#### Instructions to follow
Starting at the line that contains "In the picture above, where can the horizon", transcribe every remaining line of the entries exactly, including the last one.

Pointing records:
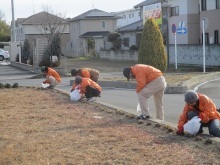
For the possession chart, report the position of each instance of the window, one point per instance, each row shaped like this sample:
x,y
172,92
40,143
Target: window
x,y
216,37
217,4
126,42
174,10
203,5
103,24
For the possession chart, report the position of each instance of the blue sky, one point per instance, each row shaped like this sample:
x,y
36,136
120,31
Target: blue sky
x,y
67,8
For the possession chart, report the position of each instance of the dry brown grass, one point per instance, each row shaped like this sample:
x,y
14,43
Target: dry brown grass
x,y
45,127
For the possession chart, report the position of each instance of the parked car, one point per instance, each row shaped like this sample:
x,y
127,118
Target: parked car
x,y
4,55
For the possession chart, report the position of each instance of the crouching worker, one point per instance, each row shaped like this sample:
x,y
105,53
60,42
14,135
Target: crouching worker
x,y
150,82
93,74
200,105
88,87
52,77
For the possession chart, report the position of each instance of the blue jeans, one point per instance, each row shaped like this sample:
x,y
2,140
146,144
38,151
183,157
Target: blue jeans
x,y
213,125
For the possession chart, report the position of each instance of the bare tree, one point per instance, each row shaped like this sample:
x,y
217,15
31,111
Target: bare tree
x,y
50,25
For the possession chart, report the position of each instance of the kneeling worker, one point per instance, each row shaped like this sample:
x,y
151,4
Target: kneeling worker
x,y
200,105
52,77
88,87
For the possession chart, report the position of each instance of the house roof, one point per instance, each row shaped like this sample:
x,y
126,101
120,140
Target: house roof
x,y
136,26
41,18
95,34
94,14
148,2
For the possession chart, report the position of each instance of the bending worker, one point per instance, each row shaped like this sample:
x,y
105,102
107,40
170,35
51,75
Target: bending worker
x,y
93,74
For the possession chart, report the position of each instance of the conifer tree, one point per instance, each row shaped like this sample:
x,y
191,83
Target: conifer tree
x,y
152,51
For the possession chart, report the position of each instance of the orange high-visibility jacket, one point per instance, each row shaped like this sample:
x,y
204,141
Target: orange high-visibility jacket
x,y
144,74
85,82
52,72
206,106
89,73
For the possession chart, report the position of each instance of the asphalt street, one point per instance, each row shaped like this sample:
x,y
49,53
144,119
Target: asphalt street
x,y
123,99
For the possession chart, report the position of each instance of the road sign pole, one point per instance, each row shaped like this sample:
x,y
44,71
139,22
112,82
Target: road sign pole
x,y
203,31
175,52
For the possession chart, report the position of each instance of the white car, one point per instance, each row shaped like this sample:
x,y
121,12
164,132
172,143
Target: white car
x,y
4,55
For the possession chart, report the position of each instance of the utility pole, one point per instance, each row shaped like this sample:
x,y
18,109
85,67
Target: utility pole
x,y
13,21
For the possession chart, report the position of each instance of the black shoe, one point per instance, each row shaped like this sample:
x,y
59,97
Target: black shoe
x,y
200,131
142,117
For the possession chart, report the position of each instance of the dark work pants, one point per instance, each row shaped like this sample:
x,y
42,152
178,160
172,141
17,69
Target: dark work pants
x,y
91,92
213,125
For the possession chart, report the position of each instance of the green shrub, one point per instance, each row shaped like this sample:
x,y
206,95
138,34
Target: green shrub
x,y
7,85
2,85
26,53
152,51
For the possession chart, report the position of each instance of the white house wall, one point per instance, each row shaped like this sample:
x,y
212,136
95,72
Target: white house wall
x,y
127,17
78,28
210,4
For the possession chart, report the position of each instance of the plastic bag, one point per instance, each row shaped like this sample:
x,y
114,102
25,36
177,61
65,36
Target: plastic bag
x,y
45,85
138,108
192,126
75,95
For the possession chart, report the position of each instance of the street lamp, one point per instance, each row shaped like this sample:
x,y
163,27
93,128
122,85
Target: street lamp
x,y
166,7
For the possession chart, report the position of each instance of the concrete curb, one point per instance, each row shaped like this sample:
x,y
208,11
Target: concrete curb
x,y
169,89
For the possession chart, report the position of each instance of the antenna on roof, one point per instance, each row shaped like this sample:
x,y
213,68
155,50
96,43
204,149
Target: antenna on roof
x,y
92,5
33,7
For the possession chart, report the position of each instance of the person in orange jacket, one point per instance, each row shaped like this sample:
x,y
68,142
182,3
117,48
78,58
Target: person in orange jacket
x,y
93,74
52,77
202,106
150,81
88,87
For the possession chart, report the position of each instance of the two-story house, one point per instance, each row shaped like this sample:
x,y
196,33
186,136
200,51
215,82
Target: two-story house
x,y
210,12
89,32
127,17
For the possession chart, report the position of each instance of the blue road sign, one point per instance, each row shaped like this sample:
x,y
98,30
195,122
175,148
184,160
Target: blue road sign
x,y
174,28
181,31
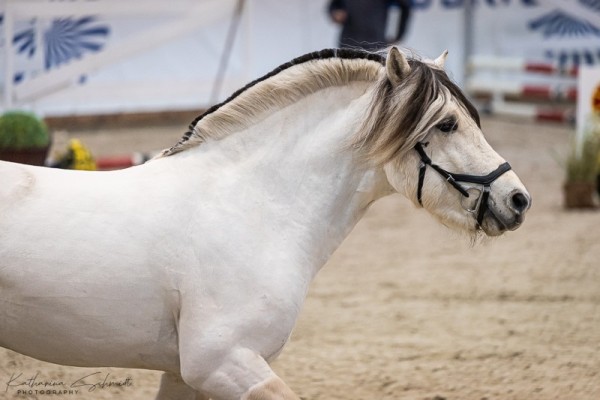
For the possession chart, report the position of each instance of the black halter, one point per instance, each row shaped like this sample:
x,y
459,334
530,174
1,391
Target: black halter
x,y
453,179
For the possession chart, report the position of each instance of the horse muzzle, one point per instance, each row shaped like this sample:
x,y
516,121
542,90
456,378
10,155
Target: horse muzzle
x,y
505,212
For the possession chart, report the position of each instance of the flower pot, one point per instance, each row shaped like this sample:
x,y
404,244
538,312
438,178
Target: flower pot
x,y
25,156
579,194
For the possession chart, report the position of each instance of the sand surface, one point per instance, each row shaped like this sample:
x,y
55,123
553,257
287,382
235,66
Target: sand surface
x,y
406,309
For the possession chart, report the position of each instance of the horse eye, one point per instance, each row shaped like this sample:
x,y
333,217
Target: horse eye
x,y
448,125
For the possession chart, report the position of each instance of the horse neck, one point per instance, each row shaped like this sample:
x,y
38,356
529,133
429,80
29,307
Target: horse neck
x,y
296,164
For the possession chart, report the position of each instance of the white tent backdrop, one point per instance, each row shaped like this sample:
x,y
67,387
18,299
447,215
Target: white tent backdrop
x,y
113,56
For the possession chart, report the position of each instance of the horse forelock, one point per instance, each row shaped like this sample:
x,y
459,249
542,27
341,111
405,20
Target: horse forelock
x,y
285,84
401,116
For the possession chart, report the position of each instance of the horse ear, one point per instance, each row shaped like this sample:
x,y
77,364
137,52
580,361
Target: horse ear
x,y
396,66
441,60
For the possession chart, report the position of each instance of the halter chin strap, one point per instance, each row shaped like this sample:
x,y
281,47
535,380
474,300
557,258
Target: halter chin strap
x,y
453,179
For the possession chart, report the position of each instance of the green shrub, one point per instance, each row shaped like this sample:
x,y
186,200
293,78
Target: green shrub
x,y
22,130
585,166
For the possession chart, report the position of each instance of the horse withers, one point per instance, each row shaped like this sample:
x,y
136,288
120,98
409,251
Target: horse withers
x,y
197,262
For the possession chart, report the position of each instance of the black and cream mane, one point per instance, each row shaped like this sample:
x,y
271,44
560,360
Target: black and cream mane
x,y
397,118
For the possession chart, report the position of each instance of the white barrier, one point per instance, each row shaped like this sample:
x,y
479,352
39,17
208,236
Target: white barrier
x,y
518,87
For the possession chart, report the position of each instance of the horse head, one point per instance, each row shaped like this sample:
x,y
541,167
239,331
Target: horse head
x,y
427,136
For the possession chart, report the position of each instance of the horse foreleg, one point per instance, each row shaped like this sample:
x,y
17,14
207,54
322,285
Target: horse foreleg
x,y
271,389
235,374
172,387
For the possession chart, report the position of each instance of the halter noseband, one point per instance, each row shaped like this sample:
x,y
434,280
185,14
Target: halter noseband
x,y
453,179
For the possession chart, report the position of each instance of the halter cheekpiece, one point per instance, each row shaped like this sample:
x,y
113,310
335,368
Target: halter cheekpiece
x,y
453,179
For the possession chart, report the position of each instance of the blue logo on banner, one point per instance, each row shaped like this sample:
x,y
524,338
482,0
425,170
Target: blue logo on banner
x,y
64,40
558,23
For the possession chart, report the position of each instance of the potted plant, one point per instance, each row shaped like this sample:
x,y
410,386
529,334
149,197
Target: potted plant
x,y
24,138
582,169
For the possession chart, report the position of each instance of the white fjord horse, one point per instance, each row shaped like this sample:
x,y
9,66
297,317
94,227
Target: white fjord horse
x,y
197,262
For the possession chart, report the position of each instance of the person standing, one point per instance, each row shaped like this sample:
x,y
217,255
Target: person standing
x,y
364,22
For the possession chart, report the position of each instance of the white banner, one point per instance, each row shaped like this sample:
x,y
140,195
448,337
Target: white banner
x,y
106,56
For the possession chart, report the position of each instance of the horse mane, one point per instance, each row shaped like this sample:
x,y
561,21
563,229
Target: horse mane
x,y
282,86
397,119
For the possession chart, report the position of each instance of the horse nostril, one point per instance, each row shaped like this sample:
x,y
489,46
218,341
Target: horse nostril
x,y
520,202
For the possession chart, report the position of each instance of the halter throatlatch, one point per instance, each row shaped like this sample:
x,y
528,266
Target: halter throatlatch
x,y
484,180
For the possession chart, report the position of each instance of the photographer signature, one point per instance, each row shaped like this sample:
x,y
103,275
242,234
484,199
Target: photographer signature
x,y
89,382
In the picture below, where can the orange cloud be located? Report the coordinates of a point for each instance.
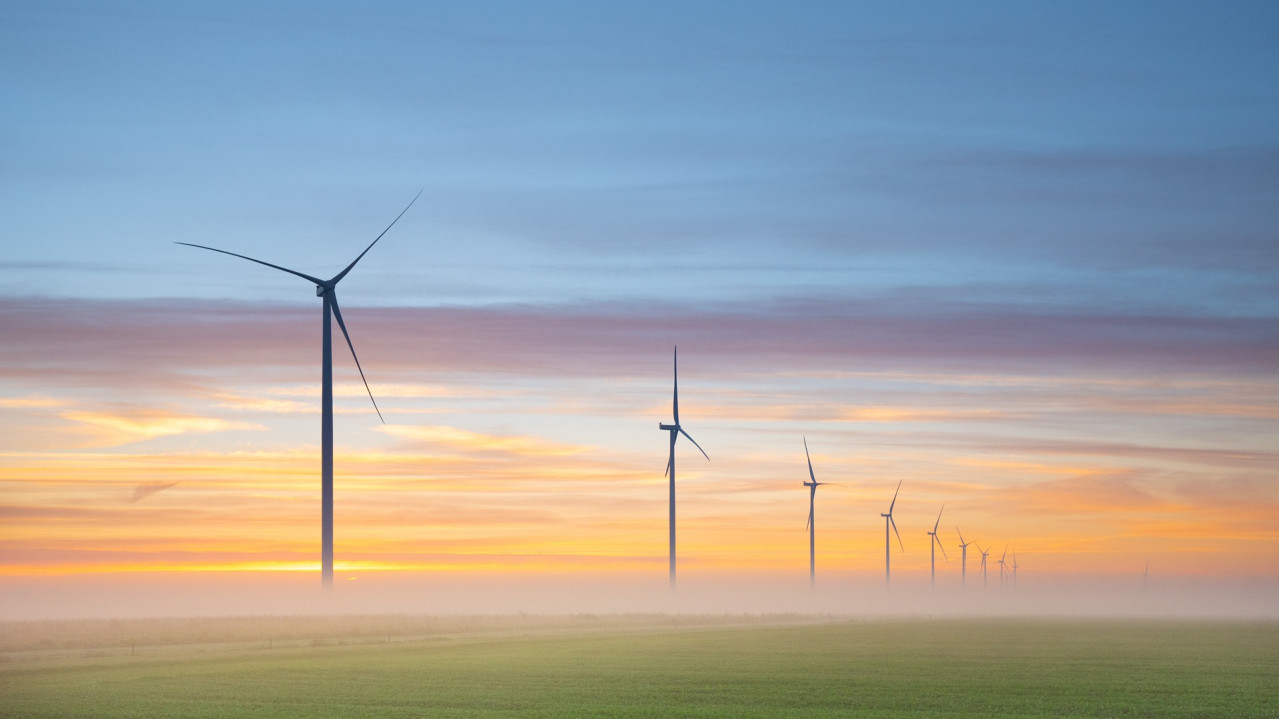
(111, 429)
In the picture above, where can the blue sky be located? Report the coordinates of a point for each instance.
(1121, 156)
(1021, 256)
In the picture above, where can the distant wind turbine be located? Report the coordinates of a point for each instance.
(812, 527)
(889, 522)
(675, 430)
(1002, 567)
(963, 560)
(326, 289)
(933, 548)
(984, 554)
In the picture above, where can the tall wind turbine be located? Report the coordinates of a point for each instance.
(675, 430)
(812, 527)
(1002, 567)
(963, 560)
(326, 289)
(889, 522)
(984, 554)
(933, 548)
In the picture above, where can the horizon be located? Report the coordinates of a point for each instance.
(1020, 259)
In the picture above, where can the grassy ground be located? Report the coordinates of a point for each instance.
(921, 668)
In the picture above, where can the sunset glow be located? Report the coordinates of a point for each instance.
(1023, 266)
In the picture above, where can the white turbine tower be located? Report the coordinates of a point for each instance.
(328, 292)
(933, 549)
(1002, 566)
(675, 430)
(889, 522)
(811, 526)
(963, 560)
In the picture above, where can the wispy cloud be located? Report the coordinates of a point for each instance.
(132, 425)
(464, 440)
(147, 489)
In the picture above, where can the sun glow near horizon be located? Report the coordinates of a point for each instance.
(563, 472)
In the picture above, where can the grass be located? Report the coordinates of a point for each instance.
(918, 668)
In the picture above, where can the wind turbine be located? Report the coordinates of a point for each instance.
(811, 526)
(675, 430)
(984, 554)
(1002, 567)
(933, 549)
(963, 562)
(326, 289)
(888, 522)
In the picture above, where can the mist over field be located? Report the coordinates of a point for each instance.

#### Solution to this exercise
In the picture above, where can the horizon be located? Report the coordinates of a point for each instance.
(1020, 259)
In the picture above, where can the grassy ground be located? Report the coordinates of a point for each instance.
(921, 668)
In the picture above, where can the sunset glow be located? Report the coordinates of a point for each instance.
(1023, 266)
In the picture above, where can the white turbine tower be located? Report the coordinates of a point for each instance.
(328, 292)
(933, 549)
(1002, 566)
(675, 430)
(889, 522)
(811, 526)
(963, 560)
In the picture above, where can the wispy cloud be located? Report the coordinates of a point for each instance.
(132, 425)
(464, 440)
(147, 489)
In the picture above, where can the sun glow near horizon be located? Report the coordinates of a point for each instance.
(563, 472)
In the picture above, where can the grass be located? Report the coordinates of a point for each instance.
(918, 668)
In the picture above, where can the wind turbine be located? Report the coordinates of a point for each instance.
(811, 526)
(675, 430)
(984, 554)
(1002, 567)
(933, 549)
(963, 562)
(326, 289)
(888, 522)
In the picture above, where can the mist over field be located? Report the coordinates of a point for each instance.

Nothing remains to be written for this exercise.